::: Data for this exercise

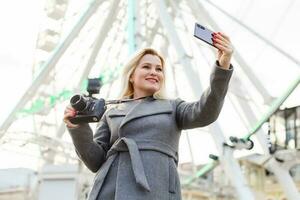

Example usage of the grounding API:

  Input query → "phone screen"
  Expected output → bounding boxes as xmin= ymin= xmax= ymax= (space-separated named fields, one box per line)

xmin=194 ymin=23 xmax=216 ymax=48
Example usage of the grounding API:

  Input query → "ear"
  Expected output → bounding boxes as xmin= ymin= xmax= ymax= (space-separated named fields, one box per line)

xmin=129 ymin=74 xmax=134 ymax=83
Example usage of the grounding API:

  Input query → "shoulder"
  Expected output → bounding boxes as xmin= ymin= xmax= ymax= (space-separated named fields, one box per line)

xmin=159 ymin=97 xmax=184 ymax=104
xmin=154 ymin=98 xmax=185 ymax=110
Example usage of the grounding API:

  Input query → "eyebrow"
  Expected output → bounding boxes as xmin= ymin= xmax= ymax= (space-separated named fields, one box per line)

xmin=141 ymin=62 xmax=162 ymax=67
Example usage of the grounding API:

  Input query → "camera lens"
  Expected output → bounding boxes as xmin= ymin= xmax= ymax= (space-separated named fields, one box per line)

xmin=70 ymin=95 xmax=87 ymax=111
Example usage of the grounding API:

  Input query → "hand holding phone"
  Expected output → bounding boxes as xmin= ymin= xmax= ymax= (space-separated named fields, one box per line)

xmin=194 ymin=23 xmax=234 ymax=69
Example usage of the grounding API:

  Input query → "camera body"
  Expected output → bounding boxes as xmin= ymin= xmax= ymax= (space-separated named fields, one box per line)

xmin=68 ymin=78 xmax=106 ymax=124
xmin=69 ymin=94 xmax=106 ymax=124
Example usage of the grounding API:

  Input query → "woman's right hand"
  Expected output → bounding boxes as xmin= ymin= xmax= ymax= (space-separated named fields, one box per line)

xmin=63 ymin=105 xmax=79 ymax=128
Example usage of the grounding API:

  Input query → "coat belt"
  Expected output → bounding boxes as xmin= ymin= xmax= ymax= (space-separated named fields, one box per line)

xmin=107 ymin=137 xmax=151 ymax=191
xmin=87 ymin=137 xmax=178 ymax=200
xmin=107 ymin=137 xmax=179 ymax=191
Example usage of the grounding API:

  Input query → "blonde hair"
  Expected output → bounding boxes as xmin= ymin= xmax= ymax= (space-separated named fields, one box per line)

xmin=119 ymin=48 xmax=167 ymax=99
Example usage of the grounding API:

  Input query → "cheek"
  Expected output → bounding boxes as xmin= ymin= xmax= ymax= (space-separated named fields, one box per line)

xmin=159 ymin=73 xmax=164 ymax=83
xmin=131 ymin=74 xmax=145 ymax=87
xmin=134 ymin=75 xmax=144 ymax=85
xmin=132 ymin=69 xmax=146 ymax=82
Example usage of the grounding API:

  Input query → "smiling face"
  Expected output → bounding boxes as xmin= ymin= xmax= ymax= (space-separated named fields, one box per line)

xmin=130 ymin=54 xmax=164 ymax=98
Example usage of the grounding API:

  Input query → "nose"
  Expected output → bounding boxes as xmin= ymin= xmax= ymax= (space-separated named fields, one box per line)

xmin=150 ymin=67 xmax=158 ymax=75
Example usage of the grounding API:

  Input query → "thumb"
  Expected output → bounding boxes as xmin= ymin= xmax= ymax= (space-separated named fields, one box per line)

xmin=217 ymin=49 xmax=222 ymax=60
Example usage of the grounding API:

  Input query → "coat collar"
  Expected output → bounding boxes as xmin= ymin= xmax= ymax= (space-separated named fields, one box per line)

xmin=108 ymin=96 xmax=172 ymax=130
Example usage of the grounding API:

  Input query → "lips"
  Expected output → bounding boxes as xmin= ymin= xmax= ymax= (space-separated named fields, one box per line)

xmin=145 ymin=78 xmax=158 ymax=83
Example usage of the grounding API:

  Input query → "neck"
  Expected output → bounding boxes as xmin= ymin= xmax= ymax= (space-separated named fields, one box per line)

xmin=133 ymin=92 xmax=153 ymax=99
xmin=133 ymin=95 xmax=152 ymax=100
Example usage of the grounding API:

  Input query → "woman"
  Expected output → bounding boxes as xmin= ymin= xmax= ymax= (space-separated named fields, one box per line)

xmin=63 ymin=32 xmax=234 ymax=200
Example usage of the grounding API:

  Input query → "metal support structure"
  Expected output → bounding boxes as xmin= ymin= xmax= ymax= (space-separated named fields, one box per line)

xmin=0 ymin=0 xmax=104 ymax=137
xmin=169 ymin=0 xmax=199 ymax=174
xmin=154 ymin=0 xmax=255 ymax=199
xmin=160 ymin=23 xmax=199 ymax=172
xmin=154 ymin=0 xmax=202 ymax=98
xmin=182 ymin=160 xmax=219 ymax=186
xmin=266 ymin=158 xmax=300 ymax=200
xmin=244 ymin=75 xmax=300 ymax=140
xmin=104 ymin=1 xmax=138 ymax=98
xmin=229 ymin=77 xmax=270 ymax=153
xmin=127 ymin=0 xmax=137 ymax=54
xmin=231 ymin=76 xmax=300 ymax=199
xmin=187 ymin=0 xmax=300 ymax=198
xmin=55 ymin=0 xmax=120 ymax=139
xmin=145 ymin=18 xmax=160 ymax=47
xmin=183 ymin=75 xmax=300 ymax=198
xmin=1 ymin=0 xmax=117 ymax=165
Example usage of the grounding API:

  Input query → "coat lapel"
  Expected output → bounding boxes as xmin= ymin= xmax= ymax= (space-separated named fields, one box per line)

xmin=118 ymin=97 xmax=173 ymax=130
xmin=107 ymin=109 xmax=127 ymax=117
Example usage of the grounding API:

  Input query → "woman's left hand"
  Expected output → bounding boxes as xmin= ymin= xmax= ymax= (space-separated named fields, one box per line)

xmin=212 ymin=32 xmax=234 ymax=69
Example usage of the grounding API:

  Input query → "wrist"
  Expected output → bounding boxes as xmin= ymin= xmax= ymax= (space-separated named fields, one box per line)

xmin=217 ymin=60 xmax=230 ymax=70
xmin=66 ymin=123 xmax=80 ymax=129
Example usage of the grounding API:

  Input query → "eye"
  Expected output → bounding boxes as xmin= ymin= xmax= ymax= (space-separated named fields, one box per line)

xmin=156 ymin=67 xmax=163 ymax=72
xmin=142 ymin=65 xmax=150 ymax=69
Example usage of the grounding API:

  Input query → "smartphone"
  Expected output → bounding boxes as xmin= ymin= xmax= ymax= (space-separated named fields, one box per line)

xmin=194 ymin=23 xmax=216 ymax=48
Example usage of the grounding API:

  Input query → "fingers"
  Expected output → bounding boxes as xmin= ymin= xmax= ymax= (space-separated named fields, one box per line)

xmin=216 ymin=32 xmax=231 ymax=43
xmin=213 ymin=37 xmax=229 ymax=48
xmin=212 ymin=32 xmax=234 ymax=55
xmin=65 ymin=105 xmax=76 ymax=114
xmin=214 ymin=43 xmax=228 ymax=52
xmin=63 ymin=105 xmax=79 ymax=128
xmin=213 ymin=33 xmax=229 ymax=44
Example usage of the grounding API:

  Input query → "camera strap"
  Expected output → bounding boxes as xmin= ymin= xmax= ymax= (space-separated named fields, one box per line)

xmin=105 ymin=96 xmax=149 ymax=105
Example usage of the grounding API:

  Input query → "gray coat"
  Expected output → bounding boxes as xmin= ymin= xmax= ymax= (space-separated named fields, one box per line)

xmin=68 ymin=63 xmax=233 ymax=200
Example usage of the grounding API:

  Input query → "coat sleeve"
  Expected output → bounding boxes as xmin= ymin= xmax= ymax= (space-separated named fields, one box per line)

xmin=175 ymin=62 xmax=233 ymax=130
xmin=67 ymin=115 xmax=111 ymax=173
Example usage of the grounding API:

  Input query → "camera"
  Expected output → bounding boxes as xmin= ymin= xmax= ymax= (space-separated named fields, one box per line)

xmin=69 ymin=78 xmax=106 ymax=124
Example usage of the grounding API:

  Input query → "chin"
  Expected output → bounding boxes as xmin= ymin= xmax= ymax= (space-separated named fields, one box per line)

xmin=145 ymin=87 xmax=159 ymax=95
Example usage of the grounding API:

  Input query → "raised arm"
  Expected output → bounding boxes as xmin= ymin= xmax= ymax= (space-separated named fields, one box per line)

xmin=175 ymin=62 xmax=233 ymax=130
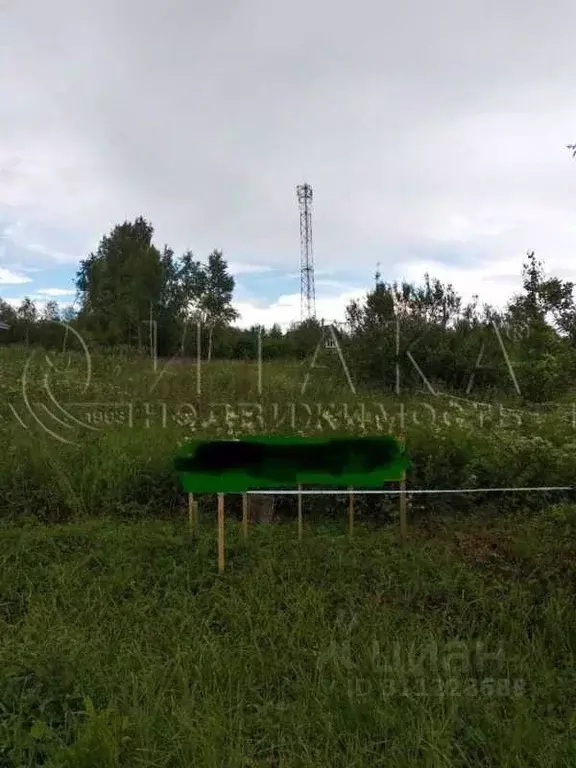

::::::

• _Brief_
Of the lines in the data, report each one containing the string "woman".

• _Result for this task_
  Input query → "woman's right hand"
  Input query → "woman"
  Input query → "woman's left hand"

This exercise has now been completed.